● **What needs to be done**: Only the pictures stay out; every record is to be quoted exactly.
───── Given records
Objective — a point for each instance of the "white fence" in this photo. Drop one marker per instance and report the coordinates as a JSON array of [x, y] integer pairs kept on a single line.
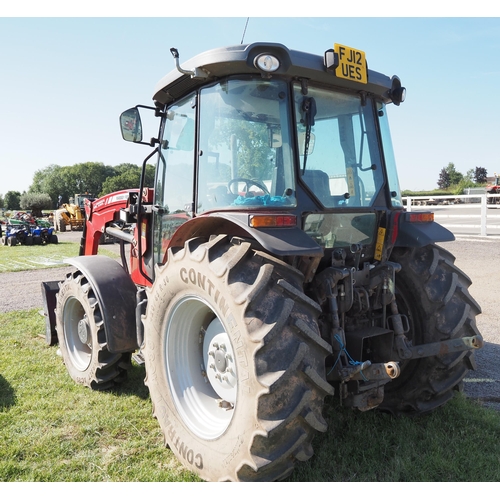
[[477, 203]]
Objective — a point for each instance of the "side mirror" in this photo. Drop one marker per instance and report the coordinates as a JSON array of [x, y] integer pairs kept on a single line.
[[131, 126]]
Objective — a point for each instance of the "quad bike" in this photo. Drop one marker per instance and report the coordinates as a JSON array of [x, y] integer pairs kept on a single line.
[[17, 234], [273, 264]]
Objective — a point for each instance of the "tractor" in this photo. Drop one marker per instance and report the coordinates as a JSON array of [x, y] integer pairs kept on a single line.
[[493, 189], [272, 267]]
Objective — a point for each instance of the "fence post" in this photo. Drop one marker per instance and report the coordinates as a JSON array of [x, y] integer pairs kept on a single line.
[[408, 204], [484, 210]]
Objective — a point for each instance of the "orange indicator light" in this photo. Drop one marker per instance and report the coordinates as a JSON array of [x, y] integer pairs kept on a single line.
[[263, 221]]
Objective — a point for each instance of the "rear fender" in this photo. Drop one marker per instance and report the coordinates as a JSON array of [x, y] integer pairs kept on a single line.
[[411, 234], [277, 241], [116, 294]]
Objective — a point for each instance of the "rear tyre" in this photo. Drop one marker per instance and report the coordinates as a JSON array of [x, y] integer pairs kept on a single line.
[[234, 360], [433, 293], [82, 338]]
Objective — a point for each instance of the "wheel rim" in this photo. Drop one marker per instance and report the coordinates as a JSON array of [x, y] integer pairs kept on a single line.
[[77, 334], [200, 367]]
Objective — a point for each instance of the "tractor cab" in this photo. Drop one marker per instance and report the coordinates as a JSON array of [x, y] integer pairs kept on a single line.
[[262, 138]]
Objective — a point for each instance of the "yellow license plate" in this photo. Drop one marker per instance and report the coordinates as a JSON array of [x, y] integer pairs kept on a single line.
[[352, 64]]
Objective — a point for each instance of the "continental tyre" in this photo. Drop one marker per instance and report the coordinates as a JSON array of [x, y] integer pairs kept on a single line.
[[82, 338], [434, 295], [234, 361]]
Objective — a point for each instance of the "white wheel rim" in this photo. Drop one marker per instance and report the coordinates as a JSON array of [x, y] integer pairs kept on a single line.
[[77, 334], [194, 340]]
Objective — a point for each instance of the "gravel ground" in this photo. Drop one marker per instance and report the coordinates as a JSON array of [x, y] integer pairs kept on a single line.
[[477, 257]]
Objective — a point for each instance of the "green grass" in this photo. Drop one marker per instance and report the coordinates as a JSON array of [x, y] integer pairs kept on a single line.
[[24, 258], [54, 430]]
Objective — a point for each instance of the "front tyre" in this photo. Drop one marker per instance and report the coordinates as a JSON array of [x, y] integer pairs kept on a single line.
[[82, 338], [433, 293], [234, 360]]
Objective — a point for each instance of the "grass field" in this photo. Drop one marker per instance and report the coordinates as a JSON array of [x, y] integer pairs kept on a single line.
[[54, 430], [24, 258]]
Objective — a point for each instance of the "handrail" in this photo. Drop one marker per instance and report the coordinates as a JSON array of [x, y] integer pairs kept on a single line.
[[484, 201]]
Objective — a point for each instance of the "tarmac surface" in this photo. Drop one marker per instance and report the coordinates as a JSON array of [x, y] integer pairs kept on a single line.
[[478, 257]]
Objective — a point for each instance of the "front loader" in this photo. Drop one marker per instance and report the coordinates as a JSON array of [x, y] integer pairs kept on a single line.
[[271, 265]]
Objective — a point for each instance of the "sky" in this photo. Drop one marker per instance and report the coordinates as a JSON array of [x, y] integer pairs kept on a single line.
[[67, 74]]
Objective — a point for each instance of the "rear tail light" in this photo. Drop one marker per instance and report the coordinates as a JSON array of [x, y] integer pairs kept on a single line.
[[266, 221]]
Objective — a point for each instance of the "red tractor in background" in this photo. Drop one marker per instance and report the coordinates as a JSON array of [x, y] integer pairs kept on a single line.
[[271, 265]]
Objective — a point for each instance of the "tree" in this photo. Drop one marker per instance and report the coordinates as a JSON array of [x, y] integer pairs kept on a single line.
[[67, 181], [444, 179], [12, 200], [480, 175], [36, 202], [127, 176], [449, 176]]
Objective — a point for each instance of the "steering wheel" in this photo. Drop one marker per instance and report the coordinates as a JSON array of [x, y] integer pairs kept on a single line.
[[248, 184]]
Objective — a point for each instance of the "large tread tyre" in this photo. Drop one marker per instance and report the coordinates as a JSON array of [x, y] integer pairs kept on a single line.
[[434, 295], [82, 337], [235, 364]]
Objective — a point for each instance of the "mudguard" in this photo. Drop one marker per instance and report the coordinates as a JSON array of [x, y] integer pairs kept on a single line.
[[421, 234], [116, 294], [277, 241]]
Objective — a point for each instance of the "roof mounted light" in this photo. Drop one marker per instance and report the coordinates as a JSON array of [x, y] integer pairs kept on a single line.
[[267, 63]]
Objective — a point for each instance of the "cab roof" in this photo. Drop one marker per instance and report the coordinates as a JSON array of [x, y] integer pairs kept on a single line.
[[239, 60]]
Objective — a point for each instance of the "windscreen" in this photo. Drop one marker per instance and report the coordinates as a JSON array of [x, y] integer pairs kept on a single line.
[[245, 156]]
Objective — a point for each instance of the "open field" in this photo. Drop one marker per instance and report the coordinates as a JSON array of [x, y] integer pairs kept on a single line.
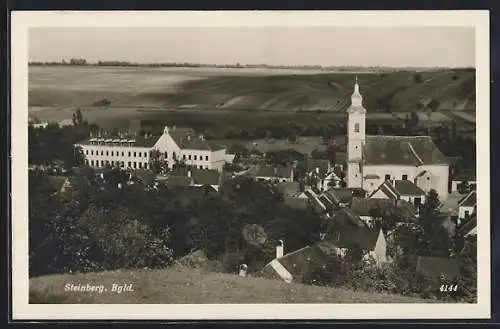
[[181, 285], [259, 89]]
──────────
● **Solution below**:
Objective — a point for each instance of the "white fence" in this photo. Drop one marker per instance and report the coordinates as a JSON array of [x, y] integer pairs kept on a single line.
[[477, 203]]
Objective — a point for each instance of the "side mirror" in this photo. Drop one marker per instance and report the coordinates as a JSON array of [x, y] integer pairs kept on a single line.
[[131, 126]]
Objective — a point for each instance of the "quad bike" in this photo. Drop one marker per instance and report the coordinates as a JSON array of [x, y] integer pairs kept on a single line.
[[17, 234], [273, 264]]
Objective — a point for each instance of the "tractor" in this photo. Drop one marker per instance and report the coordinates as a JSON array of [x, y] integer pairs kept on a single line.
[[493, 189], [272, 267]]
Objective — a point for each instance of the "fence post" in this photo. Drop one marker per instance and report the coordinates as a JSON array of [x, y] integer pairs kept on a single line.
[[408, 204], [484, 210]]
Objective — a point for each instance of the "orange indicator light" in this photo. Drop one marker per instance and report the coordinates as a JSON array of [x, y] integer pairs kept on a single line.
[[263, 221]]
Objective — a point for each instance of the "rear fender" in this photo. Drop one marker per instance and report the coordinates as a JSON array of [x, y] integer pairs kept on a single line.
[[411, 234], [277, 241], [116, 294]]
Objective — a point for each instance of the "rear tyre" in this photo. Drop one marker per instance and report the coordinates as a JSON array of [x, y] integer pairs kept on a single line.
[[234, 360], [433, 293], [82, 338]]
Objective — a point for each instance of the "wheel rim" in this photo. Drop one marker per instance and report the coordinates as a JSON array of [x, y] integer pairs kept on a single line.
[[77, 334], [200, 367]]
Objective — a point for each instance of the "tractor cab" in this photo. Drop one marker per instance and report the coordinates as a JSON array of [x, y] integer pairs kept on a single line.
[[262, 138]]
Objective — a point for each instance of the "yellow license plate" in this photo. Drop one marker per instance and report the coordinates as a JSON array of [x, y] integer pairs kept on a single line.
[[352, 64]]
Objective — a point for each instance of the "continental tyre" in this photo. Drop one marker per instance and report the coordinates as a JSON array of [x, y] integer pairs kept on a single line.
[[82, 338], [434, 295], [234, 361]]
Objective — a point for each instance of the "white wheel rim" in this photo. Drop one marker per instance and report the coordinates as a JSON array of [x, y] integer pairs kept on a single line.
[[77, 334], [194, 340]]
Objective — a point for each instance of the "gravel ground" in this photo. Drop one marker per instance and report the coordinates as a JSON array of [x, y] integer pairs kept on a single line.
[[477, 257]]
Objective — a point for each instance of the "green grass" in this photo. Drop one marker per instance and report the coordinates as a JSON array of [x, y] integer pairs kept on a single line.
[[24, 258], [54, 430]]
Objective — a point for each instance of the "front tyre" in this photo. Drop one marker per instance and report the coordinates as a JSON array of [x, y] integer pairs kept on a single line.
[[82, 338], [433, 293], [234, 360]]
Objective — a point for each instance of the "grass field" in this photo. Drop one marker per instance and report the coordinates as a JSON array of [x, y] integer pairs kept on a single line.
[[54, 430], [24, 258]]
Objective — a point for each instance of the "handrail" in this photo. Drop one marker per instance and report the coordinates as a JSON array of [x, y] integer pairs kept on a single line.
[[484, 201]]
Objective — a point for each instance of the "tarmac surface" in this photo. Drop one marker per instance and report the coordinates as a JSON array of [x, y] integer pairs kept on a single line.
[[478, 257]]
Objective — a point for each instance of the "front loader" in this photo. Drop one marker per instance and report the coordinates as a JSON array of [x, y] integer pairs kept on a single line.
[[271, 265]]
Objective — a point for each instance of the "sky" in this photo. Drop one marker per instance and report the coordinates as a JSON array of [x, y] integer pairs kept on a single line.
[[67, 74]]
Objective — a point for each instance of the "rear tail light" in this photo. Drop one marker per instance and report the coordinates as a JSON array of [x, y] integer pairs kept on a single line.
[[266, 221]]
Objective — a point for each instance of the "red tractor in background" in this photo. Drop one marker per instance and report the coordinates as a JSON array of [x, y] integer pairs kept on a single line.
[[271, 265]]
Objective — a point for each instance of the "tree" in this photo. Drop one marker per instance and report the coordinates as a JSON array of [x, y] integer pairs kept on a single line.
[[67, 181], [444, 179], [12, 200], [480, 175], [36, 202], [127, 176], [449, 176]]
Objective — a point for each instance of the "steering wheel" in this photo. Drop one marker per instance and report the coordinates as a JSON array of [x, y] integer pairs kept on a single line.
[[248, 184]]
Objective — a point for each instance of the "large tread tyre" in this photo. Drop one marker per instance and report the coordinates as a JSON array of [x, y] integer pairs kept on a single line.
[[434, 295], [82, 337], [235, 364]]
Objective — a point for each instance of the "mudguard" in this photo. Drop one marker per instance and report the coordinates as a JSON array of [x, y] integer pairs kept on a single line.
[[421, 234], [116, 294], [277, 241]]
Objective — a point for each instance of the "roof mounted light" in this photo. Drop one marker per instance and report the coordinates as a JSON array of [x, y] integer pairs kept on a single line.
[[267, 63]]
Objective — a point for each instance of the "cab roof" in this photo. Drop one marker per instance and report the coordinates as a JSON array of [x, y] integer pairs kept on a single line.
[[239, 60]]
Objective — a point for each instance of the "windscreen" in this photo. Drop one marker per instance and report the coordinates as a JSON array of [x, y] integer pairs kept on a single line.
[[245, 156]]
Objective — a point for each instance of the "open field" in this photo. Drop one marker per instance and report the coordinates as a JSON array of [x, y] integer pairs kept on a single line.
[[181, 285], [259, 89]]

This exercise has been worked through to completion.